┌──

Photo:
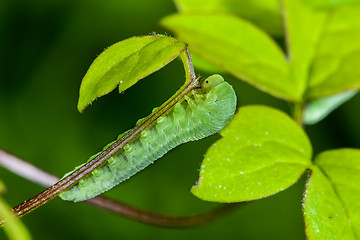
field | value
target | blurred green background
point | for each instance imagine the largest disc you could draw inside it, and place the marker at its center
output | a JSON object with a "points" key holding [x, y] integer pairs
{"points": [[45, 49]]}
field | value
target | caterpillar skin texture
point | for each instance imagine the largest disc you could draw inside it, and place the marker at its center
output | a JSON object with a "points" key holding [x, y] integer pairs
{"points": [[201, 112]]}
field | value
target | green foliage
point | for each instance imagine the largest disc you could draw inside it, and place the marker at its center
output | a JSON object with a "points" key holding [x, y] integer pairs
{"points": [[125, 63], [14, 228], [324, 214], [261, 153], [247, 52], [342, 170], [257, 11], [317, 110], [319, 70], [322, 49]]}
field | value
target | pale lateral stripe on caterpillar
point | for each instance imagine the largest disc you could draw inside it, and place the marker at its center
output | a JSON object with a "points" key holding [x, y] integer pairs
{"points": [[202, 110]]}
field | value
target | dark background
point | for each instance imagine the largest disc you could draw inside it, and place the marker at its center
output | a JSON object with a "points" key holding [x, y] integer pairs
{"points": [[45, 49]]}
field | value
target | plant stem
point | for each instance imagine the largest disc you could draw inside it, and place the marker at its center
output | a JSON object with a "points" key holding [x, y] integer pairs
{"points": [[298, 113], [32, 173]]}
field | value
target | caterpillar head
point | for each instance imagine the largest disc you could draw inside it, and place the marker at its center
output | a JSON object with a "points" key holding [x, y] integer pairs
{"points": [[212, 81]]}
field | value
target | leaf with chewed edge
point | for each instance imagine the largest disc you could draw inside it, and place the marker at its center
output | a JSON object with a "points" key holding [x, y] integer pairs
{"points": [[262, 152], [126, 62]]}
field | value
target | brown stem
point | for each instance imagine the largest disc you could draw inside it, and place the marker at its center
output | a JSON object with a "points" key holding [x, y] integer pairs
{"points": [[41, 177]]}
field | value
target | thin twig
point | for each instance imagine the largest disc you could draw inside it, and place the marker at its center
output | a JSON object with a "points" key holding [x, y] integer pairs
{"points": [[34, 174]]}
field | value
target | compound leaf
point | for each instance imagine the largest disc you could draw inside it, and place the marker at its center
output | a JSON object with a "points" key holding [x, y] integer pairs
{"points": [[125, 63], [261, 153]]}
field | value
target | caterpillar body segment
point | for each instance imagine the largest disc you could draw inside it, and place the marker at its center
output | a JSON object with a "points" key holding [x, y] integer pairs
{"points": [[201, 111]]}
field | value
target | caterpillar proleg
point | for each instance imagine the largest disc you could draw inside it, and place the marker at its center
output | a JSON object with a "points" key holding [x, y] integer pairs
{"points": [[200, 108]]}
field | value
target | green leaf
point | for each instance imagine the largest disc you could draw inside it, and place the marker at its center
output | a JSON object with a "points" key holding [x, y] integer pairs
{"points": [[203, 65], [335, 66], [264, 14], [262, 152], [317, 110], [332, 196], [13, 227], [303, 30], [328, 4], [125, 63], [237, 46], [342, 168]]}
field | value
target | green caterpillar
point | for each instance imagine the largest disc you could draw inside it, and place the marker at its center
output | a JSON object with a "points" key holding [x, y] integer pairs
{"points": [[201, 108]]}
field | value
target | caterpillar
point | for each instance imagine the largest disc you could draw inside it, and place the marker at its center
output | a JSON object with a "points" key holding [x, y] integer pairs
{"points": [[200, 108]]}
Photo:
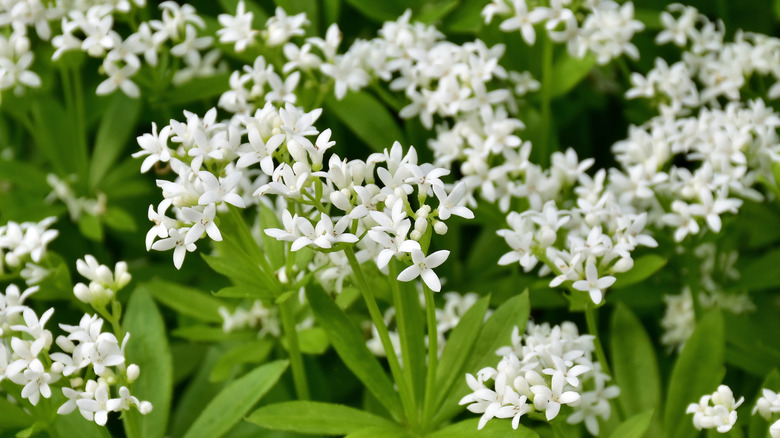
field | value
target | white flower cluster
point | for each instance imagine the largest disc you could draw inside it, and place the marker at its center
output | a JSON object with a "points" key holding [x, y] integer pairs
{"points": [[23, 246], [606, 29], [715, 269], [721, 415], [327, 207], [721, 68], [258, 315], [88, 26], [15, 61], [543, 370], [103, 285], [278, 29], [26, 360], [767, 405], [447, 318]]}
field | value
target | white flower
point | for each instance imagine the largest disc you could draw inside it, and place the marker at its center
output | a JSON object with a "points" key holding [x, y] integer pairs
{"points": [[593, 284], [422, 266], [155, 146], [201, 221], [222, 190], [237, 29], [176, 240], [550, 399]]}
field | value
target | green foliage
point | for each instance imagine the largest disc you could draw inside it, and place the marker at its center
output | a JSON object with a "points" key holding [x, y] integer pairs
{"points": [[348, 341], [316, 418], [235, 400], [148, 348], [697, 371]]}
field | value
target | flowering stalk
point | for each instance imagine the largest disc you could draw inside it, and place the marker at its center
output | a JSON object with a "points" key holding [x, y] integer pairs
{"points": [[376, 318], [296, 359], [433, 354]]}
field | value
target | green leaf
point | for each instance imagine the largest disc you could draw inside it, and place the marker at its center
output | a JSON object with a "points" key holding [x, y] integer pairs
{"points": [[56, 137], [255, 351], [367, 117], [75, 425], [569, 71], [381, 432], [207, 333], [349, 343], [241, 273], [114, 133], [235, 400], [634, 363], [644, 267], [634, 427], [458, 349], [90, 227], [315, 418], [495, 333], [24, 176], [433, 12], [148, 347], [118, 219], [312, 340], [201, 88], [493, 429], [12, 416], [310, 7], [697, 372], [241, 292], [186, 300], [379, 11]]}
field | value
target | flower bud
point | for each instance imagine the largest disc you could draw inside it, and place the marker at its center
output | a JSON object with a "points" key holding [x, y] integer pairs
{"points": [[132, 372], [144, 407]]}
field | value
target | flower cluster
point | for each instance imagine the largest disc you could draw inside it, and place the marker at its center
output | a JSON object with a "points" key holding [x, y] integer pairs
{"points": [[606, 30], [721, 414], [23, 246], [542, 371], [767, 405], [325, 208], [103, 284], [26, 359], [257, 316], [16, 59]]}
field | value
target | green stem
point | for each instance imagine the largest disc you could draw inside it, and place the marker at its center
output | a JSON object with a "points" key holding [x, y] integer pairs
{"points": [[384, 335], [590, 319], [296, 359], [403, 331], [544, 149], [433, 353]]}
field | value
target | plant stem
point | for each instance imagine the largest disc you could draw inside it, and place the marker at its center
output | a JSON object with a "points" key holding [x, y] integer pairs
{"points": [[590, 319], [433, 353], [403, 331], [296, 359], [544, 149], [384, 335]]}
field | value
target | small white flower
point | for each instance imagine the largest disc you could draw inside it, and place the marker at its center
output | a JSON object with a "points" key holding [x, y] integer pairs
{"points": [[422, 266], [593, 284]]}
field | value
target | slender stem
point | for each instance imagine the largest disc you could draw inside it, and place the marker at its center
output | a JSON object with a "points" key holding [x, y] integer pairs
{"points": [[296, 359], [544, 149], [381, 327], [433, 353], [403, 331], [590, 319]]}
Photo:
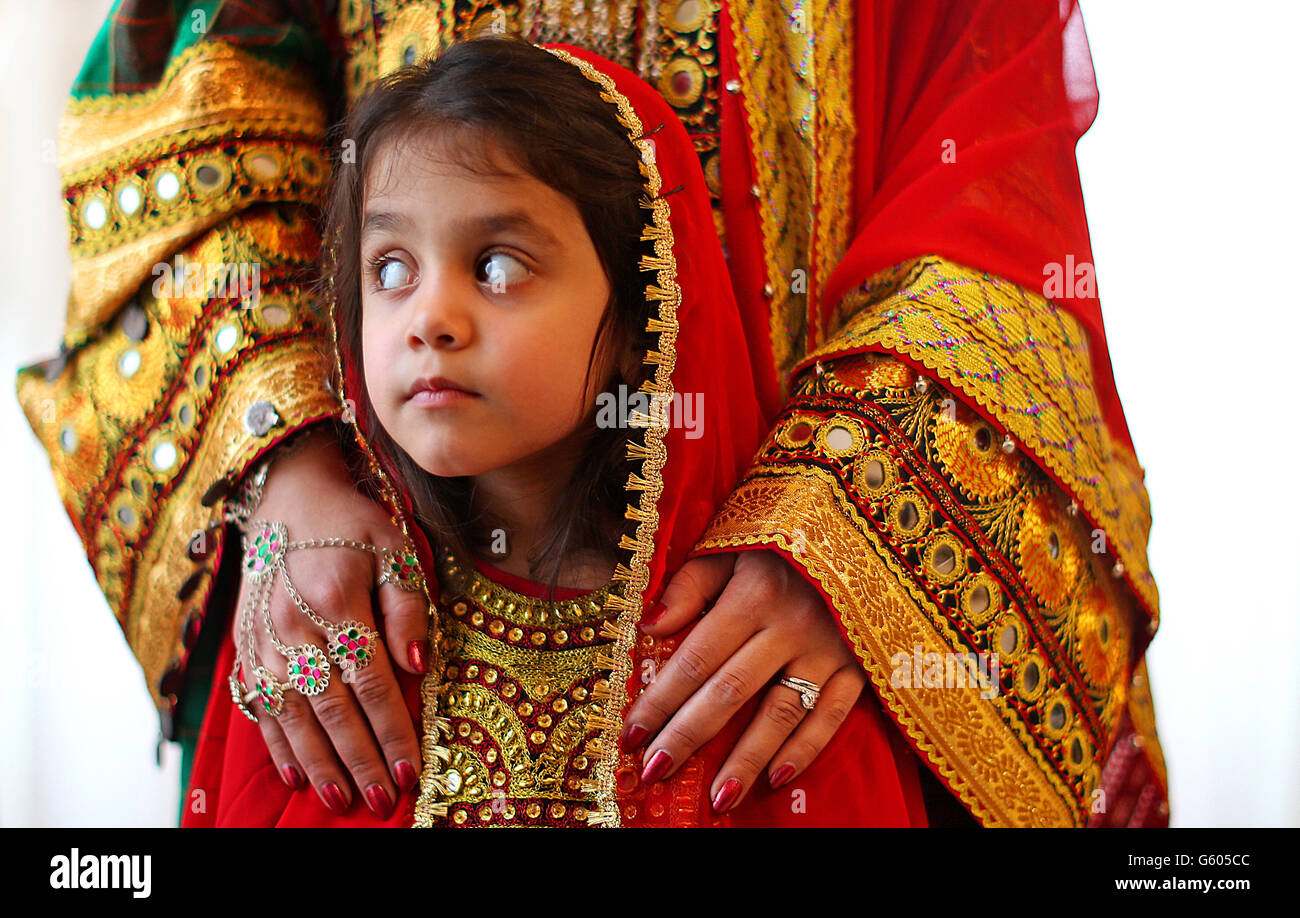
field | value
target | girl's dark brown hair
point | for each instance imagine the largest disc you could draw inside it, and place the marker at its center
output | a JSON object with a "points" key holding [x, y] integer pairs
{"points": [[551, 121]]}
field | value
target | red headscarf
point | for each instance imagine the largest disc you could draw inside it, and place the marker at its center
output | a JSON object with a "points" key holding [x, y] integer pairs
{"points": [[967, 116]]}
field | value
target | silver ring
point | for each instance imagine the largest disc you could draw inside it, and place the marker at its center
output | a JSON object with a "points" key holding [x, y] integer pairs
{"points": [[809, 692]]}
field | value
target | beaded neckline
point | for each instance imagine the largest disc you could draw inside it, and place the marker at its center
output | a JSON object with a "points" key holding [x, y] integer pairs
{"points": [[464, 581]]}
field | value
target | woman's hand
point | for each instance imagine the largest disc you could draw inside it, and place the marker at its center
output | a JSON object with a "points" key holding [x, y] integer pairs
{"points": [[766, 622], [359, 724]]}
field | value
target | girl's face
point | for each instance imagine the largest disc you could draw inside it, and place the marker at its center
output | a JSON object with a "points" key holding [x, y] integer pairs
{"points": [[480, 302]]}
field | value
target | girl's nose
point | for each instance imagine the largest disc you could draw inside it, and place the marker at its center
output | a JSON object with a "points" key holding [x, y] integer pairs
{"points": [[438, 316]]}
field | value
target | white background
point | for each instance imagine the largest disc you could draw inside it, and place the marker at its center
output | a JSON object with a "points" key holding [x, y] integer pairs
{"points": [[1190, 178]]}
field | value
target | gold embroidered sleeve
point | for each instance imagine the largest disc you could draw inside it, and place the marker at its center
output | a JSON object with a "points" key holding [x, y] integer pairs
{"points": [[193, 342], [995, 611]]}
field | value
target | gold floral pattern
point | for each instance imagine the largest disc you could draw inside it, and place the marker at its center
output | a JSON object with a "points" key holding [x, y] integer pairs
{"points": [[930, 538]]}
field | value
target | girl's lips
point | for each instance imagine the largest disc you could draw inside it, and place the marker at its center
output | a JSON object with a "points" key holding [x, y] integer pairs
{"points": [[438, 398]]}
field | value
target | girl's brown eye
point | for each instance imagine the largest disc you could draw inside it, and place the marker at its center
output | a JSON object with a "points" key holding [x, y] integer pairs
{"points": [[499, 271], [393, 275]]}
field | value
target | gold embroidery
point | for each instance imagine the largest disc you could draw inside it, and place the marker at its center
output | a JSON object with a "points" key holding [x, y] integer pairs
{"points": [[798, 105], [992, 770], [133, 453], [1064, 648], [165, 133], [627, 597], [1025, 362], [523, 713]]}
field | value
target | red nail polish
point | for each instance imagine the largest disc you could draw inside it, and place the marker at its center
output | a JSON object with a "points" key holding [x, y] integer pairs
{"points": [[417, 654], [633, 735], [655, 613], [377, 799], [333, 797], [727, 796], [406, 775], [781, 775], [657, 767]]}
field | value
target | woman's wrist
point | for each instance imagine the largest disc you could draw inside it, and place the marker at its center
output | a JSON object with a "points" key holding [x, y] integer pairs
{"points": [[306, 446]]}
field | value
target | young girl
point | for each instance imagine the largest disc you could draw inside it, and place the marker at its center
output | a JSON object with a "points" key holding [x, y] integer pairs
{"points": [[520, 238]]}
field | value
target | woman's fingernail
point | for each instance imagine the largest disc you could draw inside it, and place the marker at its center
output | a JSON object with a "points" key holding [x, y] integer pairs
{"points": [[333, 797], [657, 767], [377, 799], [406, 775], [781, 775], [417, 654], [633, 735], [657, 611], [727, 796]]}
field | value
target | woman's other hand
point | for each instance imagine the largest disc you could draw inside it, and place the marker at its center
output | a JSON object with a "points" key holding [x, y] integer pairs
{"points": [[766, 620]]}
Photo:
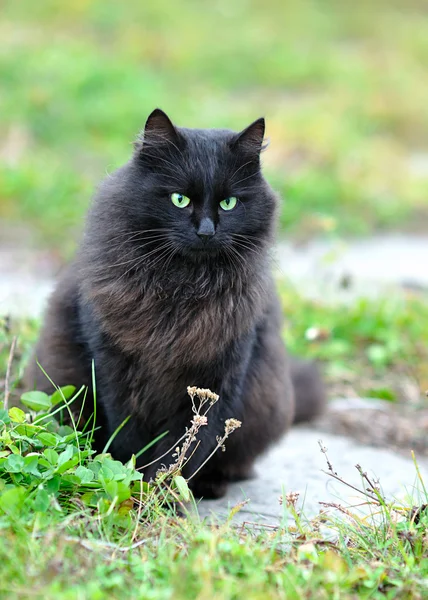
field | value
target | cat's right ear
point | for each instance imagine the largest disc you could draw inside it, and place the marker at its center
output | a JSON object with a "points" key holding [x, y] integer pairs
{"points": [[159, 131]]}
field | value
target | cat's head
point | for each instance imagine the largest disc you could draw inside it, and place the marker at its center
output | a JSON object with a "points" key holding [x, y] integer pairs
{"points": [[197, 193]]}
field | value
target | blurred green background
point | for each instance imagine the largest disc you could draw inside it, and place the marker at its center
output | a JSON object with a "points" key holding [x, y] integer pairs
{"points": [[343, 85]]}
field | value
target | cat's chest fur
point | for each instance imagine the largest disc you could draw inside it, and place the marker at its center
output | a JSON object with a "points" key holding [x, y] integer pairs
{"points": [[172, 322]]}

└──

- _Required work_:
Report every line in the items above that contains the word "hand", copying each one in full. Case counts.

- _The solution_:
target | woman's hand
target | woman's other hand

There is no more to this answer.